YOUR INSTRUCTIONS →
Count the lines in the items that contain the string "positive", treating uppercase and lowercase as different. Give only the number.

STUDY MATERIAL →
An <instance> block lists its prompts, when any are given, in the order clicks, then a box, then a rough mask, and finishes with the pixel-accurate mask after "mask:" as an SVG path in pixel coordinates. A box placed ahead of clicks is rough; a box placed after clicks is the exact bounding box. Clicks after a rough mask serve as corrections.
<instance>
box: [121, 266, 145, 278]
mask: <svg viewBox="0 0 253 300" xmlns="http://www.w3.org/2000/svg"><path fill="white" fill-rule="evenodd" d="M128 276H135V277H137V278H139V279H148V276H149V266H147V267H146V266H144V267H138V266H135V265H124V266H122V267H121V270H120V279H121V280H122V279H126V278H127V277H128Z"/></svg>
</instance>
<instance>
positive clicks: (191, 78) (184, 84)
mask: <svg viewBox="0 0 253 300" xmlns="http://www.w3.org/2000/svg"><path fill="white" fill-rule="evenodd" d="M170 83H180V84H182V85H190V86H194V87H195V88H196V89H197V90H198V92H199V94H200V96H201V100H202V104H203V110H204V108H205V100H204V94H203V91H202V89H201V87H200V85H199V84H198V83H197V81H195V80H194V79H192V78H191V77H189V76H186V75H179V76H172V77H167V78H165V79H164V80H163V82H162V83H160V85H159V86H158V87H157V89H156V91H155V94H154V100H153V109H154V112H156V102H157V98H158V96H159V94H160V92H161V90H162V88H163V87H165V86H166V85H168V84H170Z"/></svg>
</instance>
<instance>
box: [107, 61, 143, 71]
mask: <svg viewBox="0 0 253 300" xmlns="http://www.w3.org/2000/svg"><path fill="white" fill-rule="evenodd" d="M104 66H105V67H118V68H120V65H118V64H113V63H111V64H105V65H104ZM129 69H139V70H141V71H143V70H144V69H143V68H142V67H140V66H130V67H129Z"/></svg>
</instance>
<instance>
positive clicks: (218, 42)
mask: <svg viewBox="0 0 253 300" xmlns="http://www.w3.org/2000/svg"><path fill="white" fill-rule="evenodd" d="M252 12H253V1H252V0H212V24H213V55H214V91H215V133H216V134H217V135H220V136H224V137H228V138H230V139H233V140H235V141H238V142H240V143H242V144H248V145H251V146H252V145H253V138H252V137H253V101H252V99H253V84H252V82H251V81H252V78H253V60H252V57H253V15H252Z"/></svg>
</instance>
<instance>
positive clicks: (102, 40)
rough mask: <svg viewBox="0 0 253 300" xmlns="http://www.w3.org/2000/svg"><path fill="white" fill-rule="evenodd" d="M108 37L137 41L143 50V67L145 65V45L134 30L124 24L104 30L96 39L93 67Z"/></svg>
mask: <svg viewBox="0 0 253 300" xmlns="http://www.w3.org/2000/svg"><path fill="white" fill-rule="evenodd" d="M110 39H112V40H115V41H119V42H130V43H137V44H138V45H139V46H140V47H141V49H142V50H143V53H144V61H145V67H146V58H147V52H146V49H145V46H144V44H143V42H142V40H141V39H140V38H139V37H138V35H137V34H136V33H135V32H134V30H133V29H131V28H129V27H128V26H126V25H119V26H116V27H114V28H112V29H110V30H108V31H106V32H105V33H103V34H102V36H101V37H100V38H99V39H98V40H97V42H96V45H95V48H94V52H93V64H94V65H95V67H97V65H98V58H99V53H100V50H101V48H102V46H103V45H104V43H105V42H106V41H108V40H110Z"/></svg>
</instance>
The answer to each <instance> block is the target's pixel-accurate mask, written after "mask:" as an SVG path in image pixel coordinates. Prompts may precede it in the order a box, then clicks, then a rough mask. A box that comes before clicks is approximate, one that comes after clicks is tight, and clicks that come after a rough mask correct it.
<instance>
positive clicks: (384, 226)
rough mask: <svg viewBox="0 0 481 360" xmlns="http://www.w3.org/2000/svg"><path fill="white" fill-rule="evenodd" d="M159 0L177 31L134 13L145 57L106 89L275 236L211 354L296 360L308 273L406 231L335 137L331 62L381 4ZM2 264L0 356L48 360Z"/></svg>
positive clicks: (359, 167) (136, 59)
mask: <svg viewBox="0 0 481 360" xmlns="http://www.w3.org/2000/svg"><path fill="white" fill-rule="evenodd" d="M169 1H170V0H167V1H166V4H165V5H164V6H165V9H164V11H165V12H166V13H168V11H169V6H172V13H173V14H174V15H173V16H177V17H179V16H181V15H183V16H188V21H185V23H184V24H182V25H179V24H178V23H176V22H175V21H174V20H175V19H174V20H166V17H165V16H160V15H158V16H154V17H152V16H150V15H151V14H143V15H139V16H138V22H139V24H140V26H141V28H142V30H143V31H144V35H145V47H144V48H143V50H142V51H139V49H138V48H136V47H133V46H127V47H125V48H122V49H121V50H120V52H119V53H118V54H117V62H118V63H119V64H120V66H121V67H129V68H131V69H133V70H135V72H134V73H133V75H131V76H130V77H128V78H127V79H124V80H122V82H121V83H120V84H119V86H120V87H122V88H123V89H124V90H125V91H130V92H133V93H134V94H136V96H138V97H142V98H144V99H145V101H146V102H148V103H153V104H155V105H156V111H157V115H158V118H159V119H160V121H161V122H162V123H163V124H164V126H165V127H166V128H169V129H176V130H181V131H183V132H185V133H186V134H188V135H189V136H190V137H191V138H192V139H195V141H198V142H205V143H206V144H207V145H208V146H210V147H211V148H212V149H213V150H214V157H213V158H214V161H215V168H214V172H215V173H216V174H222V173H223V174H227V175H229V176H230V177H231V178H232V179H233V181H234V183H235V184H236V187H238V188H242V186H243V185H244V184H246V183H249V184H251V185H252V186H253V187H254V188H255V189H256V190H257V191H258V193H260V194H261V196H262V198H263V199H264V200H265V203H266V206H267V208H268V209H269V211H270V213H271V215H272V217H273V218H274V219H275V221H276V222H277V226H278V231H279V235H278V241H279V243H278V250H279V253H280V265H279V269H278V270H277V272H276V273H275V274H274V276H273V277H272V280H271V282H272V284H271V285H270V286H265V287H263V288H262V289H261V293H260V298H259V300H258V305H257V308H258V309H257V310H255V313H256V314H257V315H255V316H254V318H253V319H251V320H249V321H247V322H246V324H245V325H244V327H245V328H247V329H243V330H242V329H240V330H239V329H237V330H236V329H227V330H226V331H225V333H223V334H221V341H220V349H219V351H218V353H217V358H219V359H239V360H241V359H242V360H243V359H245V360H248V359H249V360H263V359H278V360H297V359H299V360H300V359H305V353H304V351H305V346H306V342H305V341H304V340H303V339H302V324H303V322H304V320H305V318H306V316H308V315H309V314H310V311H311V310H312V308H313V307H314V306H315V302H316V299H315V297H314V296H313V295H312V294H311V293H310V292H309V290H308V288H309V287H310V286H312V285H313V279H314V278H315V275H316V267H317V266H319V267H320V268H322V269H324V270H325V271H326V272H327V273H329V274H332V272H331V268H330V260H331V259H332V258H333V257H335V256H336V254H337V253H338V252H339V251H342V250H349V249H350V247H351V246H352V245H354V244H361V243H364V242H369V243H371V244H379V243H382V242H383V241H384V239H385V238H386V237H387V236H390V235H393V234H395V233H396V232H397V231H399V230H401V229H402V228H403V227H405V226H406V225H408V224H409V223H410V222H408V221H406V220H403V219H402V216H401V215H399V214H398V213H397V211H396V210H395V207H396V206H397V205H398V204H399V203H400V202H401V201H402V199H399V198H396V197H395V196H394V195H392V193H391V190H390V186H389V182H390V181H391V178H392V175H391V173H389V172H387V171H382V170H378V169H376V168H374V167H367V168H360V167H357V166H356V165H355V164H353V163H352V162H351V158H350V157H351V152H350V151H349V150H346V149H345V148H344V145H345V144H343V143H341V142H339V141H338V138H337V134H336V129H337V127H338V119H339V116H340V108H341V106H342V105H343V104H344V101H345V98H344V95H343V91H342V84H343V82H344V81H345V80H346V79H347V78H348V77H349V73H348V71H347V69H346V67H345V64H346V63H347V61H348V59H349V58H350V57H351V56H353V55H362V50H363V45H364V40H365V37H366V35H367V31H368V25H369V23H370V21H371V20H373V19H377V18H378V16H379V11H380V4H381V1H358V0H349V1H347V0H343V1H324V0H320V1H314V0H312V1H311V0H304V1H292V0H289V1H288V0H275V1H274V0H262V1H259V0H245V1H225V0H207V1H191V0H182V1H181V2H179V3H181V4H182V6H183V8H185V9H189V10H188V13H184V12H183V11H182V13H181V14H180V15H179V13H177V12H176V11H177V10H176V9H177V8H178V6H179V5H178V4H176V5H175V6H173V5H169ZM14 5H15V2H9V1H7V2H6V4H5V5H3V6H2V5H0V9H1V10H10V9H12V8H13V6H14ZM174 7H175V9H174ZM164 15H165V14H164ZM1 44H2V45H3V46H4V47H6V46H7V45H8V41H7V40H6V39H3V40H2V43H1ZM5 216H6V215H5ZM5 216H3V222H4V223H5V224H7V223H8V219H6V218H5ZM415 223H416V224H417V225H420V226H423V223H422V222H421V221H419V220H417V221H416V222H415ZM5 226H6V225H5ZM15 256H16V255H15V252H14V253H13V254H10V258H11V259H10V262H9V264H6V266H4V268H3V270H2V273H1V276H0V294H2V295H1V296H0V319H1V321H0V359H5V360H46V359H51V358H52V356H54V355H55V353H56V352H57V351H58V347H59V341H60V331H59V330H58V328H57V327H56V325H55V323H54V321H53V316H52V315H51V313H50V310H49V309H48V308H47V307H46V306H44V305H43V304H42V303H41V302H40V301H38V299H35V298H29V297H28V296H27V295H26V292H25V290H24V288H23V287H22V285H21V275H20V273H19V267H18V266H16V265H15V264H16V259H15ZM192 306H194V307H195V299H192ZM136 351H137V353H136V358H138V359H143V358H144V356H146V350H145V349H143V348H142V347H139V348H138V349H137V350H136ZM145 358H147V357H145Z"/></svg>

RESPONSE FOR THIS EXERCISE →
5